(Activity)
Restate the lines word for word, from the one containing "Could you please locate the green stem" through the last line of the entries below, without any other lines.

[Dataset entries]
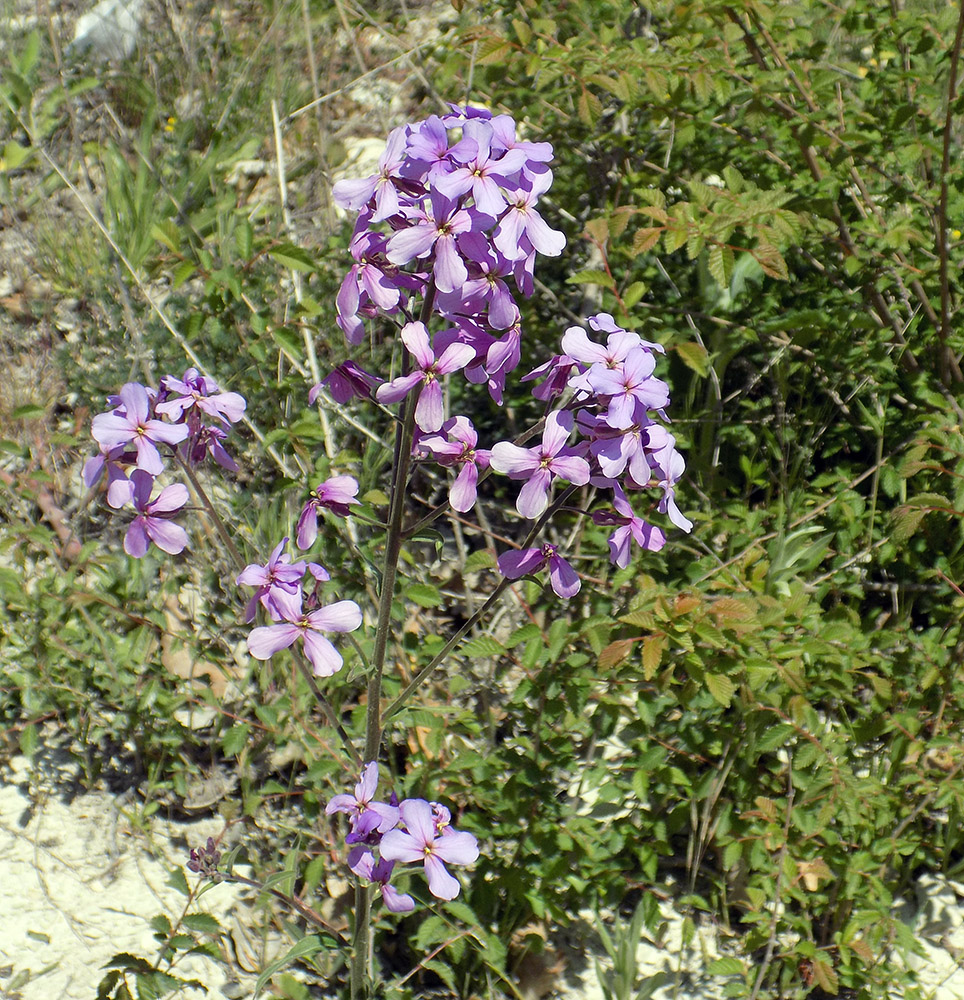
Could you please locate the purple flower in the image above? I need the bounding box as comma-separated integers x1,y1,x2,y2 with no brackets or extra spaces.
349,850,414,913
336,232,404,345
386,190,478,294
296,475,361,549
433,118,529,216
589,347,669,429
493,169,565,261
114,468,189,558
236,538,306,622
155,368,246,426
489,410,590,518
91,382,188,476
311,361,383,405
420,416,490,512
375,322,475,432
246,599,363,676
379,798,480,901
326,762,401,840
332,125,409,221
497,542,580,598
403,114,470,185
646,425,693,531
592,486,667,567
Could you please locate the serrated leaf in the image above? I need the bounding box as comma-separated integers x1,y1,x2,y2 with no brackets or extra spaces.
182,913,221,934
707,244,735,287
169,264,196,295
710,597,755,623
221,723,249,758
632,227,662,255
754,243,788,280
812,955,838,994
662,222,688,254
512,18,531,45
623,280,648,307
642,634,664,680
567,268,615,289
705,672,736,707
477,39,512,65
584,217,609,244
506,623,541,648
461,636,505,658
464,549,496,572
235,220,253,259
706,956,746,975
756,722,795,753
599,638,635,670
167,867,190,896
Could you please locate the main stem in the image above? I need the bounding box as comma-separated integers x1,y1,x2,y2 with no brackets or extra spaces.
351,285,436,1000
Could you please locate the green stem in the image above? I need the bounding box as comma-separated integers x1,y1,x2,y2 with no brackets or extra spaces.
382,484,581,725
352,283,436,1000
174,451,245,571
292,650,362,768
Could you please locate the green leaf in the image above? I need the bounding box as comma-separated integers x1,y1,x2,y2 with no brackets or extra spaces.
406,583,442,608
566,269,615,289
19,722,38,758
622,280,648,308
705,672,736,707
254,936,322,997
182,912,221,934
236,220,253,259
221,723,250,758
167,867,190,897
707,956,746,975
707,243,734,287
2,140,33,171
675,341,710,376
11,404,45,420
461,636,505,658
269,243,317,273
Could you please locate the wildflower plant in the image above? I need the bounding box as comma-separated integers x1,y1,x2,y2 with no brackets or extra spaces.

(Written response)
Could you please locate the green stem in the image above? I need the bounding box as comma-separated integers x1,y1,x2,y2 with no brackets or extra spaces.
382,484,581,725
352,283,436,1000
174,451,245,571
292,650,362,768
Could you please locate the green leaf in the image above? I need the bounding box as comma-separated integers x1,y1,x2,y2 with no brackets or extra spaces.
406,583,442,608
566,269,615,289
19,722,38,758
622,280,648,308
705,672,736,707
254,936,322,997
182,912,221,934
236,220,253,259
221,723,250,758
167,867,190,897
707,956,746,975
707,243,734,287
2,140,33,171
675,341,710,376
11,404,45,420
461,636,505,658
269,243,317,273
Could you please locate the wildflower plant in the image above? I need the bounding box as comma-separated integers x1,y1,x2,y2 with no brackets or extra spaces.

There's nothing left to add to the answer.